[DOCUMENT SECTION]
***
Life in the hospitality business has a price. Those attracted to it are often people who prefer unconventional lifestyles, late hours and the adrenaline rush of a crowded restaurant. "It's a high," one sous chef told me. "There's nothing like that kind of rush." But at the end of the night, drinking and drugs can be quick fixes to bring the high down or keep the party going. The unfortunate part is that many of these people then get behind the wheel and drive home, endangering the lives of others. It's the drinking and driving that is the problem -- not having the ability to judge for oneself and then going back to work to make those same judgments about whether have had too much to be served.

Demonstrating a lapse of judgment and then sleeping it off is one thing. Demonstrating a daily occurrence of defective judgment by driving drunk constitutes an alcohol problem.

But just how widespread are DWI convictions in the hospitality industry? Records of employment are not kept by the CMPD. I asked students in several classes at Johnson Wales University, many of whom hold jobs as servers, if they knew of any servers or bartenders who had been convicted of DWIs. Hands flew up. Stories were eagerly told. Police photos of those arrested for DWI (available online) were checked.
***
[WHAT TO WORK ON]
[1] In the passage on the hospitality business, which agency does not keep records of employment?
[2] Rewrite the part of the hospitality passage that opens with "Demonstrating a lapse" and closes with "an alcohol problem.", putting "drinking problem" in place of "alcohol problem".

[PROVIDED MATERIAL]
***
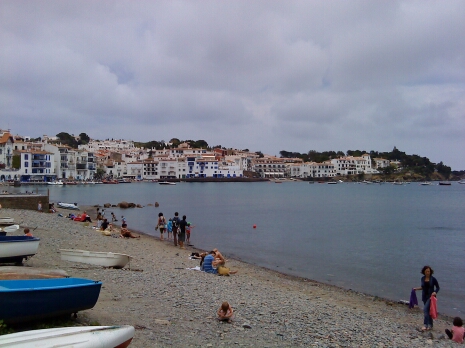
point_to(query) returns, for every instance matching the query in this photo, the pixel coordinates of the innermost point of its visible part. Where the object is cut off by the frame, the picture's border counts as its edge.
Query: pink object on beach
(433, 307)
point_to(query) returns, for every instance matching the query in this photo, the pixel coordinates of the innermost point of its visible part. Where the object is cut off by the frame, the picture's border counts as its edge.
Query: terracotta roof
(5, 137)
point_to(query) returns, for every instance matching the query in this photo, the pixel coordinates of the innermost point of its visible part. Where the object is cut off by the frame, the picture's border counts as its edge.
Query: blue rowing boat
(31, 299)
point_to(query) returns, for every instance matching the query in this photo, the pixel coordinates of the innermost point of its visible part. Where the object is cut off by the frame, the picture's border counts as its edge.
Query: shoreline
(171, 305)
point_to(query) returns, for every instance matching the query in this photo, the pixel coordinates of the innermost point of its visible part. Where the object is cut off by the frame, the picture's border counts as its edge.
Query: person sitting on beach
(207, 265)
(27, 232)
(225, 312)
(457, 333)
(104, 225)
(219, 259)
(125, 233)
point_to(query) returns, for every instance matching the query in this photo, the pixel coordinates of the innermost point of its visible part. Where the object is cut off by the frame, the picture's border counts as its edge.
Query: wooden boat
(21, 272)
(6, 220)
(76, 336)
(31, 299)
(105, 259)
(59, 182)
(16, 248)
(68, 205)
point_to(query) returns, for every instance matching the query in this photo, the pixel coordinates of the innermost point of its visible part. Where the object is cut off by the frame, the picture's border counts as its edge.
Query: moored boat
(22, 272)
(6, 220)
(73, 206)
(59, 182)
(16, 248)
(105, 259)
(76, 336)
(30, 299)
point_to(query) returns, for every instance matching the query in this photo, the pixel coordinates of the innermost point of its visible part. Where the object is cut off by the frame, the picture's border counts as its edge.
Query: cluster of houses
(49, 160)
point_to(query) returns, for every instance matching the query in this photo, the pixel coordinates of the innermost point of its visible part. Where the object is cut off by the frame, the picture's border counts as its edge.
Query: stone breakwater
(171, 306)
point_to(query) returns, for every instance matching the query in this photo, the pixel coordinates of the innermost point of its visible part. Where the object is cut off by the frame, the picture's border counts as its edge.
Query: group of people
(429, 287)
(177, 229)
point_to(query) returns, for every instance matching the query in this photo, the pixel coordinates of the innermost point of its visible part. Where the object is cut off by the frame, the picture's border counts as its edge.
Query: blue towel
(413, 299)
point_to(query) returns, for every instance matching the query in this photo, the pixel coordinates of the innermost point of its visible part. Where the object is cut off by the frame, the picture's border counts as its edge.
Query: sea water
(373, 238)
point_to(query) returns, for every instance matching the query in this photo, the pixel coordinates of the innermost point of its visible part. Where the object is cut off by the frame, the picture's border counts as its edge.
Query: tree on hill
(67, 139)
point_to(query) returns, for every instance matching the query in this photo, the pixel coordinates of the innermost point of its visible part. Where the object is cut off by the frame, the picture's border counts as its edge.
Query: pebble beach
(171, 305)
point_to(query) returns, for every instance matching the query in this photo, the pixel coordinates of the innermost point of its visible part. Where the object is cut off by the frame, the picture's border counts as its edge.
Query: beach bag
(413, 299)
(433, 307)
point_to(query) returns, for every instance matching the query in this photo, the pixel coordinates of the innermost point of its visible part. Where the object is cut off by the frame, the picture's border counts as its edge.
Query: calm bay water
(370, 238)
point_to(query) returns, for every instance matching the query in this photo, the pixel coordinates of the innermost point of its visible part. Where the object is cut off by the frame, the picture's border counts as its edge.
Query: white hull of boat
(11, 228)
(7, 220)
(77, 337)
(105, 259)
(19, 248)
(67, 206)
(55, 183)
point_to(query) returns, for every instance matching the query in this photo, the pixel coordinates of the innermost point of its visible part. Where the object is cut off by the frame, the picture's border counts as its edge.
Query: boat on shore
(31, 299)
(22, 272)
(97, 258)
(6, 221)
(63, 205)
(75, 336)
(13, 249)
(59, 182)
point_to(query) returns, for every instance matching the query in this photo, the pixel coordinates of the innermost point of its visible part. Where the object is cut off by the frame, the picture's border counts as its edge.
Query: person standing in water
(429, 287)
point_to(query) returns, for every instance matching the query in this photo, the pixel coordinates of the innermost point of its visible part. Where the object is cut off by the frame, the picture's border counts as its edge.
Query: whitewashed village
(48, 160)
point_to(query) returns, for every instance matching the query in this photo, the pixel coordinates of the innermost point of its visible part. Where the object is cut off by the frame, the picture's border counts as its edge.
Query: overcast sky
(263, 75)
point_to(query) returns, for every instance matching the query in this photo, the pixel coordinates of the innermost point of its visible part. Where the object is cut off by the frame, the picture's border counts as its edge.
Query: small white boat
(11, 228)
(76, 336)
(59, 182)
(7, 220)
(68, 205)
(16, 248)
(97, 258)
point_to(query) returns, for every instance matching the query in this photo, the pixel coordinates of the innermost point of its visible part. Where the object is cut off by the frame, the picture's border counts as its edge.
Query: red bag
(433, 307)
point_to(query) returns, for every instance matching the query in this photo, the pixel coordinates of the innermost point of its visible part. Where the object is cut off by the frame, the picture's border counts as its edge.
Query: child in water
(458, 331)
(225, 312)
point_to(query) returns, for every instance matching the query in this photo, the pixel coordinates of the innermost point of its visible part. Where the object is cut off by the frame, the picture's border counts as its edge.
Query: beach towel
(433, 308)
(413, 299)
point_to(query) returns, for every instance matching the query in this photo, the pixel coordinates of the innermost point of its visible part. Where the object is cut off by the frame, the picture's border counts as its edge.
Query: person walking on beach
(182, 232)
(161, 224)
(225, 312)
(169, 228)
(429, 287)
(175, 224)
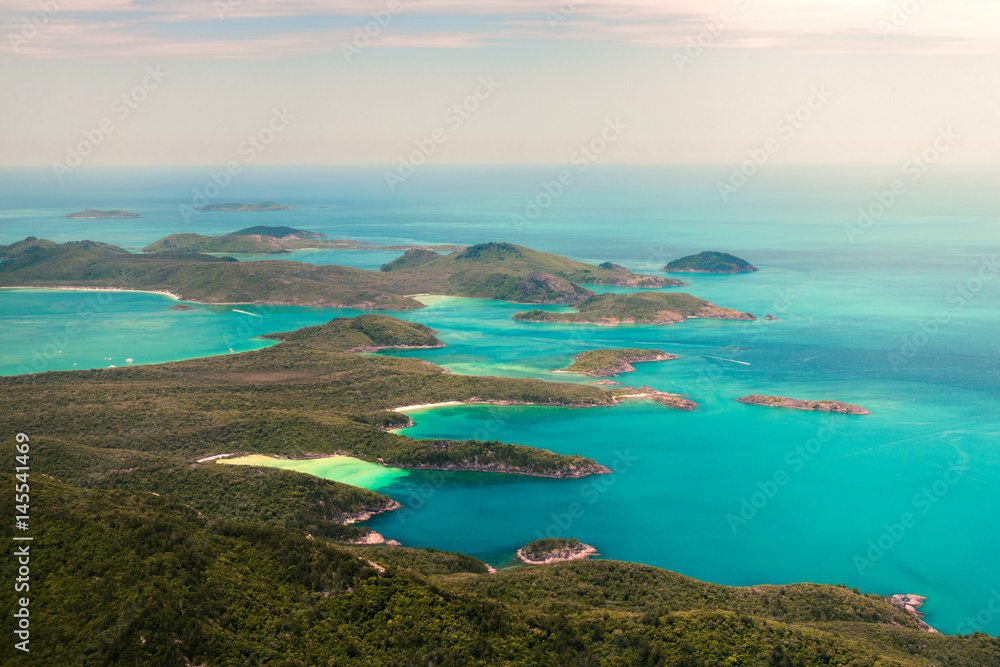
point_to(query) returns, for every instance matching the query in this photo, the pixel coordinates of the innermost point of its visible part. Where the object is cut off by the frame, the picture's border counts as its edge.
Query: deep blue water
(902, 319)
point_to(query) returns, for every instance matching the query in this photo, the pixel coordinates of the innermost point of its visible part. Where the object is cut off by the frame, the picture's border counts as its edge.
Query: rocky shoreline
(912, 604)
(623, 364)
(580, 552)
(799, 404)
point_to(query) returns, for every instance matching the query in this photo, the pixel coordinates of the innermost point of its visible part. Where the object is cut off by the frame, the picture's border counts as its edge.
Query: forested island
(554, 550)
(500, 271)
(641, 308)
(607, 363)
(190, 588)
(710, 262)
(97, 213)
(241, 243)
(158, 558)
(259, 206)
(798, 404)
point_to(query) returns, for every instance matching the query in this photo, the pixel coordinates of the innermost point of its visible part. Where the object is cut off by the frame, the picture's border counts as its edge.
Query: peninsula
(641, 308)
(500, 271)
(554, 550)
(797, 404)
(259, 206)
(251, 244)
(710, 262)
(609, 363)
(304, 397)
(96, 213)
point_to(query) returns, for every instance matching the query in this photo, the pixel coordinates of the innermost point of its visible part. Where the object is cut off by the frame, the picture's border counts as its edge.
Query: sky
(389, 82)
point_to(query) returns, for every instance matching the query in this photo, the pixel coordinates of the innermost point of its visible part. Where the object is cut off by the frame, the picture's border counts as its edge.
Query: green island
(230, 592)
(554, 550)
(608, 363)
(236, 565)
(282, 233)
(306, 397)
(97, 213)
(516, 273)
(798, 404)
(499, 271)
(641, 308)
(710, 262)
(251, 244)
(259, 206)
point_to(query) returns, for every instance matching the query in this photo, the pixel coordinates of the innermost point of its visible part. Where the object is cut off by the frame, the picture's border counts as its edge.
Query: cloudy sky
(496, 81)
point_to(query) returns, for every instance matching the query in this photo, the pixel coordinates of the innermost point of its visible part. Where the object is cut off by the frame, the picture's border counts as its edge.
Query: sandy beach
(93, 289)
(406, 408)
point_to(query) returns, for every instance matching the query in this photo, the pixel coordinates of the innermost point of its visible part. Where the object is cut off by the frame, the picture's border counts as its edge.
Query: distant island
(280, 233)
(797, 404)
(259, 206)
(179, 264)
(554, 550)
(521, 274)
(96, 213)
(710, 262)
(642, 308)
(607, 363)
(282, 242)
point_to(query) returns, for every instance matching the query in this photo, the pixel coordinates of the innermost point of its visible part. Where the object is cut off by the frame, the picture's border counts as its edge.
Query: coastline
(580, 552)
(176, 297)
***
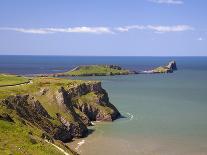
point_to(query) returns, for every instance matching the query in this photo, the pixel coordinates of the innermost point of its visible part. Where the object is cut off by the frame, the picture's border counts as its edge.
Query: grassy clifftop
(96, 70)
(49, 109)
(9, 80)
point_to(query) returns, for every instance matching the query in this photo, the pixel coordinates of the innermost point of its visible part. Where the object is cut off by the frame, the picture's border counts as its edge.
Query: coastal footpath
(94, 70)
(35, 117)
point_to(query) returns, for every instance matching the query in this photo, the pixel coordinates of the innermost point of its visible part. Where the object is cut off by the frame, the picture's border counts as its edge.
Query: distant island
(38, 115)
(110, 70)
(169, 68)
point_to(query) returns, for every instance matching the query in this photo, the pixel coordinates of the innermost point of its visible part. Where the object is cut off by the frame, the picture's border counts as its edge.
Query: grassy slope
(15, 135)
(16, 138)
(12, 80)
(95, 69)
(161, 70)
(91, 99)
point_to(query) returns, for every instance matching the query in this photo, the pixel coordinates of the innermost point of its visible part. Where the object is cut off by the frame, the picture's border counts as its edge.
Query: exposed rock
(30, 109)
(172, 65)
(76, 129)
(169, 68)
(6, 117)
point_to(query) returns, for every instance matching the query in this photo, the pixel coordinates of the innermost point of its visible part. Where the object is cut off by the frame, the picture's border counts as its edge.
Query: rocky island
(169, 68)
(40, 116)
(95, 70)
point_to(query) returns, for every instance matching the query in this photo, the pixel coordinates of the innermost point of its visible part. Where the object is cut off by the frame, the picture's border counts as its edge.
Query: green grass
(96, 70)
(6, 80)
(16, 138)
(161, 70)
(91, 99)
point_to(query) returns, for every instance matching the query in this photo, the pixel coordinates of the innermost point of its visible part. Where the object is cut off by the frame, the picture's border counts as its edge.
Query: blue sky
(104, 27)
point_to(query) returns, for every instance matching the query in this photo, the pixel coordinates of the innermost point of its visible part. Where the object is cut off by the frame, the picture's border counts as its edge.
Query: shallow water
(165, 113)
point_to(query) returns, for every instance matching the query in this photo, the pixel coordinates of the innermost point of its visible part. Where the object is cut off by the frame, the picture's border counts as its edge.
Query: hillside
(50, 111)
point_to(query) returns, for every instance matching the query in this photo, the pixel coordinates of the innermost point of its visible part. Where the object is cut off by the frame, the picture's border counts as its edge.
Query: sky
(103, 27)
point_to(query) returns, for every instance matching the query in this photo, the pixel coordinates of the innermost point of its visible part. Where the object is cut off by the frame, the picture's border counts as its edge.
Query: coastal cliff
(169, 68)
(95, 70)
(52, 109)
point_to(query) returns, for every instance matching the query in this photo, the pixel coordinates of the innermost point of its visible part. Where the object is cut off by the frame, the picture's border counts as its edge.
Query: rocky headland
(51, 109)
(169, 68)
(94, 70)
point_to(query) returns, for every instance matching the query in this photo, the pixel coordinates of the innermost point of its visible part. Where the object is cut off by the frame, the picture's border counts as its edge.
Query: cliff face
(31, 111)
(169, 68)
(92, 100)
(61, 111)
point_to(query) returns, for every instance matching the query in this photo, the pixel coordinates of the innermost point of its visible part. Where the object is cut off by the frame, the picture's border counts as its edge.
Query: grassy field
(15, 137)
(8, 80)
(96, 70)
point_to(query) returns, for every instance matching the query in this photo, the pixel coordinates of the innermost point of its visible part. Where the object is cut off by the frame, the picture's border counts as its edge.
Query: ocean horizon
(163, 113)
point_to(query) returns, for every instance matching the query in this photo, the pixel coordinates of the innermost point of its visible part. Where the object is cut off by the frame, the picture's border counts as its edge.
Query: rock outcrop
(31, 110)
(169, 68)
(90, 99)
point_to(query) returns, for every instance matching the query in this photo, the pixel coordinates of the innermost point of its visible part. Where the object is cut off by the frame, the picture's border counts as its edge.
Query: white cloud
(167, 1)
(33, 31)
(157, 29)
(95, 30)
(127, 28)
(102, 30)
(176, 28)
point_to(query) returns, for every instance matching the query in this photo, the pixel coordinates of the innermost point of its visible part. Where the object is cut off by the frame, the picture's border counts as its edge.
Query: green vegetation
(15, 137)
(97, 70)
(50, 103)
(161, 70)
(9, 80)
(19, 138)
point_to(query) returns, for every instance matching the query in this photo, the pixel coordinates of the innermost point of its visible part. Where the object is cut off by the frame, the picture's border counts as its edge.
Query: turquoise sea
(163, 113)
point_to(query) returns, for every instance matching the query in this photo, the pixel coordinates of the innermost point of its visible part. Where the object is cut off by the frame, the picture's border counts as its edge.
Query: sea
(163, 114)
***
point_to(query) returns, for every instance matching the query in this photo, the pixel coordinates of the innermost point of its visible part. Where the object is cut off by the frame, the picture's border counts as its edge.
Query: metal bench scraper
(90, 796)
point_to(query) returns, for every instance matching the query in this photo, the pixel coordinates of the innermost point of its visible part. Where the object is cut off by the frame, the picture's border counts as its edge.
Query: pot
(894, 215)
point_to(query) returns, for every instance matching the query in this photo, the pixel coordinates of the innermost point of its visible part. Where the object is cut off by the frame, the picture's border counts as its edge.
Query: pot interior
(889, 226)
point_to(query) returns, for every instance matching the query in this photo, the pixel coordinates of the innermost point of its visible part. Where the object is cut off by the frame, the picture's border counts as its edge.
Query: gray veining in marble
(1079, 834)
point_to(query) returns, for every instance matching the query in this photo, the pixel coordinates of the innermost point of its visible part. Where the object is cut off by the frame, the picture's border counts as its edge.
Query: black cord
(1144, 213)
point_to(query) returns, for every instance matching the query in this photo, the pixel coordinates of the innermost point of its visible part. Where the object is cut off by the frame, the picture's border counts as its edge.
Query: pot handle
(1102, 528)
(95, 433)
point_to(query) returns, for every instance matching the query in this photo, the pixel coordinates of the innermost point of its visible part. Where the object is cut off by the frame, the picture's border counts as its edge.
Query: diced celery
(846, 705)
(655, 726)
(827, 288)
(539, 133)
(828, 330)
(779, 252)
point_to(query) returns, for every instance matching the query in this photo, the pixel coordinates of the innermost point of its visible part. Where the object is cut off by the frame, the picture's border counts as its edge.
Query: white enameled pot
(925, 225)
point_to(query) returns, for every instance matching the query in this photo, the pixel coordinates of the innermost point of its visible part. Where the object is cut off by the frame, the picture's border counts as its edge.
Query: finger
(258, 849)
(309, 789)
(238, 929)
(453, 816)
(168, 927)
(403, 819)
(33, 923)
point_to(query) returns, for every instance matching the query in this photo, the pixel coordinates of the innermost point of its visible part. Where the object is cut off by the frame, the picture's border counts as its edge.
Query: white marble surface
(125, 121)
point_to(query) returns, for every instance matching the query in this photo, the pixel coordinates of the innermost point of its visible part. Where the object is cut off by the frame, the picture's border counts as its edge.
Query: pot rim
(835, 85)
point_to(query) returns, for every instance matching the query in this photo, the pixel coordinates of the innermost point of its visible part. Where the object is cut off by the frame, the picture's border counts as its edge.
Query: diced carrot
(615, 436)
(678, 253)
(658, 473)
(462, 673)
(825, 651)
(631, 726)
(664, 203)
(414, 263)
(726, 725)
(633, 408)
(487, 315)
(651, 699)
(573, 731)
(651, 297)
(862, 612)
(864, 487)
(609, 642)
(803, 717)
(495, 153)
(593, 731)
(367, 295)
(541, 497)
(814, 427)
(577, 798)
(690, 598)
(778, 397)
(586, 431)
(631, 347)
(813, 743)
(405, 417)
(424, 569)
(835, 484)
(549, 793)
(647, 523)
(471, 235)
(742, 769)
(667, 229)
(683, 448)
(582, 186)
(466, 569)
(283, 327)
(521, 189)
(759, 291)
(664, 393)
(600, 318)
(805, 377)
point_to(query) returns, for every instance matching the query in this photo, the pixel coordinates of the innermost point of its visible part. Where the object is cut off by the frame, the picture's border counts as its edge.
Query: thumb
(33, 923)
***
[PER-TASK OUTPUTS]
[1] The CMPD.

[2]
Demonstrating a lapse of judgment and then sleeping it off is one thing. Demonstrating a daily occurrence of defective judgment by driving drunk constitutes an drinking problem.